(Items from a dataset)

------

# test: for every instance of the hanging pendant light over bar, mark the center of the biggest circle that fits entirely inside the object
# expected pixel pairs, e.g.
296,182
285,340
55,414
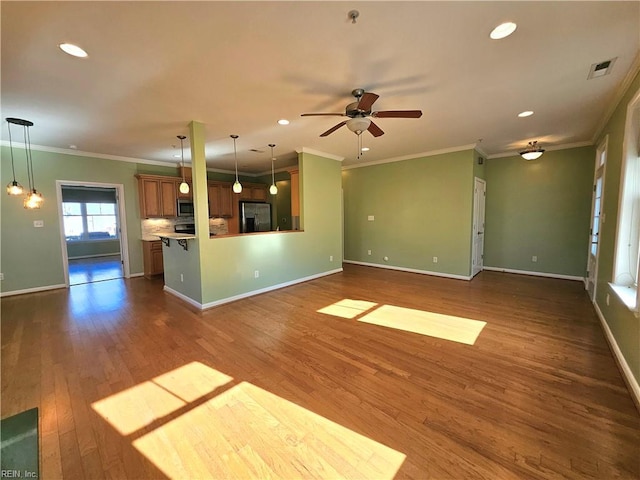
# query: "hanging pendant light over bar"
13,188
184,186
237,187
273,190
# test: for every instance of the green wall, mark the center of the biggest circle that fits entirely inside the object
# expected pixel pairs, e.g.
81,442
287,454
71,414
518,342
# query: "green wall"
539,208
624,326
32,257
422,209
227,265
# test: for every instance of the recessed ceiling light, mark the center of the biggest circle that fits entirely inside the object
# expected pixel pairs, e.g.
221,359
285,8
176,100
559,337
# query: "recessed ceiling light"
503,30
73,50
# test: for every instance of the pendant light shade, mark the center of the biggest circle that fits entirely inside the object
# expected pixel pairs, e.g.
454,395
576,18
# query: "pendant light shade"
184,186
532,151
273,190
13,187
33,199
237,186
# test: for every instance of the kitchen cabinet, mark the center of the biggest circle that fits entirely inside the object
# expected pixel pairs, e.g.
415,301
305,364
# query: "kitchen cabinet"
256,192
158,196
220,200
152,258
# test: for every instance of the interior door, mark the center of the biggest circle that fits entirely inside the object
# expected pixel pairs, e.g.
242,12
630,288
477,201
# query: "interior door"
596,220
479,193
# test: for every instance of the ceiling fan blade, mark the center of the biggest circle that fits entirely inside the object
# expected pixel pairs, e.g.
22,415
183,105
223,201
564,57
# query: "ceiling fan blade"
398,114
375,130
318,114
366,101
333,129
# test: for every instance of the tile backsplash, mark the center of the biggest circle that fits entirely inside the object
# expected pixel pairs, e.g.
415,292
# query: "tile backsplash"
152,226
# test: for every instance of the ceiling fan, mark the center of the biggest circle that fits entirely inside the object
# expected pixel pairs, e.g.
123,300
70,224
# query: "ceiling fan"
359,113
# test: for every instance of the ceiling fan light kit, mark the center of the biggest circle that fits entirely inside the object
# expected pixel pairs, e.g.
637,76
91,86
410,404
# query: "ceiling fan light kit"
360,114
532,152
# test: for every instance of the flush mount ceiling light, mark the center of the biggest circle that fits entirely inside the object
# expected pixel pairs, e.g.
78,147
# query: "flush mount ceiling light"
532,151
273,190
237,186
73,50
503,30
34,198
184,186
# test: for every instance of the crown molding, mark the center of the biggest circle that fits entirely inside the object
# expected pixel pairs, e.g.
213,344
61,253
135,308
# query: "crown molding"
621,90
412,156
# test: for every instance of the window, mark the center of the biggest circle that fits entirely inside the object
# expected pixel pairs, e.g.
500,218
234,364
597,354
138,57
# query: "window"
89,221
627,259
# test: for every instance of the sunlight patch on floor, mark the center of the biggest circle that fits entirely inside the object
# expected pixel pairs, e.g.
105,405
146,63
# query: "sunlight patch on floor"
248,432
241,432
347,308
136,407
446,327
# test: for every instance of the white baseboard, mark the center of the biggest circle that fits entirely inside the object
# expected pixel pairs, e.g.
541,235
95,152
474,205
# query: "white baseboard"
534,274
33,290
208,305
631,381
411,270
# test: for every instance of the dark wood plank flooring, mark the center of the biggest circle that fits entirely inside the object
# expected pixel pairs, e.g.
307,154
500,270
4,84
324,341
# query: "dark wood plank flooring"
538,396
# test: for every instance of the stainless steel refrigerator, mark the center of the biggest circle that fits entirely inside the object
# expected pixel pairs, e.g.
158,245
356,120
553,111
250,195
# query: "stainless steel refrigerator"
255,217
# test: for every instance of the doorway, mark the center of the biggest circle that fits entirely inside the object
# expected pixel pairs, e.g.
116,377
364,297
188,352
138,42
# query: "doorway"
93,237
479,193
596,212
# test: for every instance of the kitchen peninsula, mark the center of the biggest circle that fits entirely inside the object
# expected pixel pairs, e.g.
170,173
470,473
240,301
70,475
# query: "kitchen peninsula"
226,268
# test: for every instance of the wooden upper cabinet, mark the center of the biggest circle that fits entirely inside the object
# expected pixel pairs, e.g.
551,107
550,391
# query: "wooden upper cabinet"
220,200
157,196
254,191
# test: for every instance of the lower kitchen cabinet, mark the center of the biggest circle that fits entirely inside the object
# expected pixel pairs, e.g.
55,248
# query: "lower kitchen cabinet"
152,258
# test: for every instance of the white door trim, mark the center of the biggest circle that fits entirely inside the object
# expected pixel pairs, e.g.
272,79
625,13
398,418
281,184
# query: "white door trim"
122,224
477,236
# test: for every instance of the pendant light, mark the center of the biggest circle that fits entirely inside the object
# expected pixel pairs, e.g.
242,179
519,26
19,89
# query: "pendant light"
237,187
184,186
273,190
532,151
13,188
34,198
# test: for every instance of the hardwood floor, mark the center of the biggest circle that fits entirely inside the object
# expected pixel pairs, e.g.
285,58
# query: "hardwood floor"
133,383
96,269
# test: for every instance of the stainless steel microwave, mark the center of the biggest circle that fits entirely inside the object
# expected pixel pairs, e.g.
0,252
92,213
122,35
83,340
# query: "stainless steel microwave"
185,208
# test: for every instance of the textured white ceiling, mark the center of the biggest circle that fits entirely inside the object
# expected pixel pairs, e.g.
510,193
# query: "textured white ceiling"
240,66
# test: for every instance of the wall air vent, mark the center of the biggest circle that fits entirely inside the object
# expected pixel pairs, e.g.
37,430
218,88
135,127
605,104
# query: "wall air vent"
601,69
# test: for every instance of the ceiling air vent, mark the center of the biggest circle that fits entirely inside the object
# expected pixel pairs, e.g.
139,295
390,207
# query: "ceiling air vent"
601,69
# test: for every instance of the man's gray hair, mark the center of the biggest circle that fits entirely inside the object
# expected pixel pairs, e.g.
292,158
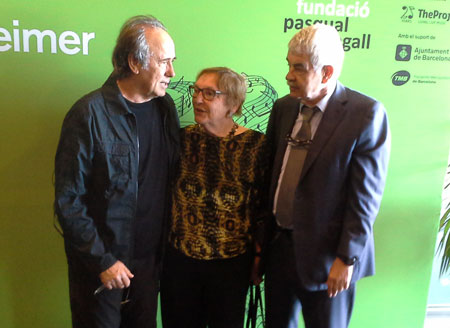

------

Exact copies of all the entries, without any pictures, are what the answer must contain.

# test: for every instance of the hanging pendant light over bar, mark the center of the biggest circle that fits entirely inside the object
# expected pixel pairs, e.g.
296,182
285,340
55,414
# query: "hanging pendant light over bar"
13,188
184,186
237,187
273,190
# test: for every instance of the green wall, mark the center of the biggest circle that fits entirely inside the object
# expected pixel pairs, e.g.
81,442
287,454
71,414
518,342
# query: "green wall"
539,208
624,326
32,257
422,209
227,265
# test: for every instance of the recessed ceiling light, mark the center of the biggest circle that fits entirely inside the object
# expected pixel pairs, e.g.
221,359
285,8
176,100
559,337
# query: "recessed ceiling light"
503,30
73,50
# test: for every instance of the pendant light shade, mark the center of the biggest circle that fits entirely inside the object
# expected pixel pairs, e.g.
454,395
576,18
# query: "pendant light shade"
184,186
532,151
273,190
13,187
33,199
237,186
# test: for every instance of the kitchen cabinet, mark the center of the biggest circle that fits entirely inside the object
# expected pixel pairs, e.g.
415,301
305,364
# query: "kitchen cabinet"
256,192
158,196
220,200
152,258
# test: for every instance of the interior door, mark the center of the biggest circle that fits entirely inside the object
# expected pixel pairs, e.g.
242,12
630,288
477,201
# query: "interior door"
596,220
479,193
# test: for every instance of the ceiling fan blade, mark the center of the biggest circle that fits entirely inside the object
# expected pixel pairs, e.g.
22,415
183,105
223,201
564,57
# query: "ceiling fan blade"
398,114
375,130
318,114
366,101
333,129
# test: for every instance of the tile backsplash, mark the center of the biggest circle that fits entirely inside the object
# expected pixel pairs, e.g.
415,292
# query: "tile backsplash"
152,226
# test: for every instance of the ceiling fan, mark the center of the biggest circle that fits entirely inside the object
# expected pixel pairs, e.g.
123,300
70,224
# query: "ceiling fan"
359,113
# test: for every instance of the ceiling fan light kit, mark the center of the biggest circle that fits entirely inside the object
# expected pixel pairs, e.g.
637,76
91,86
410,404
# query: "ceiling fan light kit"
360,114
532,152
# test: for every instance of the flush mount ceiling light, mark the center of the biggest circle that fits entirely inside the object
# expected pixel pairs, e.g.
78,147
# query: "flush mount ceiling light"
532,151
273,190
237,186
73,50
503,30
34,198
184,186
# test: for every instance of the crown molding, mark the center of the biggest circle that fits entirely inside the object
# expected pixel pairs, e.g.
213,344
61,253
135,308
# query: "crown molding"
621,90
412,156
# test: for every instance of the window, mark the center of the biggest circle that fits entirely inside the object
# expected pixel pairs, e.g.
500,218
234,364
597,354
138,57
# query: "window"
89,221
627,259
# test: for every instance of the sunlight patch on floor, mark the center of the biggest circle that fits entirely inside the object
# expected pixel pairs, e.g.
105,405
146,63
# query: "sunlight patch on floor"
248,432
241,432
347,308
136,407
446,327
# test: for every instance of the white baseboard, mark the center of the biggest circle that fits entirely inside the object
# expected pixel pairs, e.g.
541,235
95,152
474,205
# query: "white baseboard"
534,274
33,290
208,305
631,381
411,270
# test: for every instance of the dark wood plank flooring, mark the center of the biggest circle that fits entirely inside the object
# expected pixel pairs, e.g.
307,154
500,270
4,84
324,341
# query: "dark wood plank flooring"
538,396
# test: for every instance of the stainless steel refrigerator, mark the center of the biggest circle that fits entirely inside the object
# expected pixel pairs, e.g.
158,245
356,120
553,111
250,195
# query: "stainless steel refrigerator"
255,217
# test: for every instance of the doorway, mark the center of the biggest circle that fits entirely inside the object
# expected pixel pairs, e.g.
116,377
364,297
188,352
138,42
# query: "doorway"
93,237
479,193
596,212
# test: for every instance of the kitchen peninsula, mark the center of the biggest circle that fits entirely inside the object
# expected pixel pairs, e.g.
170,173
470,473
240,301
70,475
# query: "kitchen peninsula"
226,268
# test: for every instance of the wooden upper cabinet, mark the center of the biggest circle that fits entirely inside the object
# expected pixel pairs, e.g.
551,107
550,391
# query: "wooden upper cabinet"
220,200
157,196
254,191
# test: for every instance of the lower kitchen cabinet, mark the center of the biggest circle that fits entirely inside the object
# expected pixel pairs, e.g.
55,248
# query: "lower kitchen cabinet"
152,258
# test: for every instance of the white door trim, mark the center of the biggest circle that fits entirely inside the object
# expected pixel pairs, e.g.
272,79
625,13
398,418
281,184
# query: "white door trim"
122,224
477,236
# test: for every instance of the pendant light, mark the center of the biggest circle that fits entirely inside the object
# expected pixel pairs, e.g.
242,179
519,26
19,89
# query: "pendant light"
237,187
184,186
273,190
532,151
13,188
34,198
# test: for every instance of the hardwood floor, mark the center of the biggest circle that fits entirely inside the object
# expected pixel pairs, e.g.
285,58
# query: "hardwood floor"
133,383
96,269
# test: for every instance of the stainless steel microwave, mark the center of the biggest circle that fits entirely inside the object
# expected pixel pairs, e.g.
0,252
92,213
122,35
83,340
# query: "stainless steel microwave"
185,208
# test: for every instance of the textured white ceiling, mark the center of the biggest circle that fits entirely inside the object
# expected pixel pairs, e.g.
510,193
# query: "textured white ceiling"
240,66
# test: for every instance of the wall air vent, mark the center of the biggest circle that fits entirely inside the object
# expected pixel pairs, e.g.
37,430
218,88
135,127
605,104
# query: "wall air vent"
601,69
# test: for every instance of the ceiling air vent, mark the center of the biggest circle that fits entirely inside the object
# expected pixel pairs, e.g.
139,295
390,207
# query: "ceiling air vent"
601,69
# test: for every instance of the man's gray hair, mark the center of the biggest circle that fits entirely inside the object
# expected pixel pairs, e.g.
292,158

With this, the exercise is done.